#### [Stated task]
Write the next part of the childhood recollection below about playing cowboys in the 1950s, starting right after its last sentence.

#### [Text passage]
-- Start --

I grew up in the late 50’s and early 60’s and during that time, being a little boy consisted of marbles, water guns and cap pistols. Things were simpler in the Ward and June Cleaver generation and entertainment was supplied by a big childhood imagination and ingenuity. Playing cowboys and Indians (if I can still say Indians in that context) was the main activity from the time I could walk through age 10 or so. My "prairie" consisted of three acres of woods behind the family home. My horse was an old broom handle with a store bought padded horse head stuck on one end. Some of my friends were not as affluent as I and they had to make do with tobacco sticks sans the horse head. Riding a tobacco-stick was somewhat risky as you got splinters on the inside of your legs if you were not careful. The converted broom handle was the only way to ride!
I had a genuine "Have Gun Will Travel" gun and holster set made famous by Richard Boone who starred as "Paladin" in the 50’s TV series. An added optional accessory was the small derringer that Paladin hides under his belt buckle. I used to practice my draw for hours in front of a mirror and repeat the words of Paladin over and over again. I once tried to paint a black moustache on my upper lip with a crayon but it wouldn’t stay on for long. Magic Markers had not yet been invented. To this day, I can still sing the ballad of Paladin word for word. "Have Gun Will Travel reads the card of a maaaan…A knight without armor in a savage laaaand, etc." Life was good in the 50’s as it didn’t take much to entertain kids back then.

-- End --

#### [Material provided]
-- Start --

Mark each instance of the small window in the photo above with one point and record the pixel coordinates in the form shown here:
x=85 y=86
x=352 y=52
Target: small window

-- End --

#### [Solved problem]
My brother, who was two years my younger, donned a Roy Rogers outfit complete with two chrome, die cast, six shooters with pearl grips. Actually, the grips were plastic but at 5 years of age you are basically an idiot and will believe anything. Cap pistols back then used "roll caps" which came in a box of five rolls for a penny. I used to double my caps to make a louder bang. My mother would not tolerate using caps inside, as they would stink up the house. We never played indoors unless it rained besides, the woods out back were too much of an attraction and adventure for young cowboys.
Fast forward 45 plus years. Today I read in the Washington Post (with great sadness I might add) that the Attorney General in New York was suing Wal-Mart to try to stop them from selling toy guns. It seems that two Brooklyn teenagers had toy guns in their possession when they were shot by undercover police so don’t blame these juvenile delinquents who were playing with toy guns WAY past their prime, blame the toy gun maker or Wally World and the earth will be suddenly safe for all inhabitants. Somehow the police of the 50’s knew that when they saw two knee high kids that were riding tobacco sticks and wearing toy guns and boots that no danger could possibly come to society. The toy guns used in the NY incident were obviously being used to simulate real criminal acts while the toy guns my brother and I used were to simulate actions of real western heroes.
I did some extensive and very unscientific research on this week’s column while I was at the Wal-Mart this morning getting motor oil. Before reaching the automotive section, I had to pass through the toy section and I thought, "why not go down memory lane and check out the toy guns?" I just knew that there would be a sawed off Winchester made famous by Steve McQueen in the "Wanted Dead or Alive" series or a lever action carbine with a large round handle that Chuck Conners used each week in "The Rifleman." My heart was saddened when all I could find was a generic black plastic six shooter in shrink wrap that was made in Taiwan complete with a big, florescent orange, lawyer mandated, non-removable cover on the end of the barrel that looked like BoZo the Clown’s nose. The caps for the aforementioned six shooter (if you could call it that) were also shrink wrapped (from China) and were $1.98 for five boxes, which is Wal-Mart’s everyday low price. Roy and Paladin must be rolling over in their graves.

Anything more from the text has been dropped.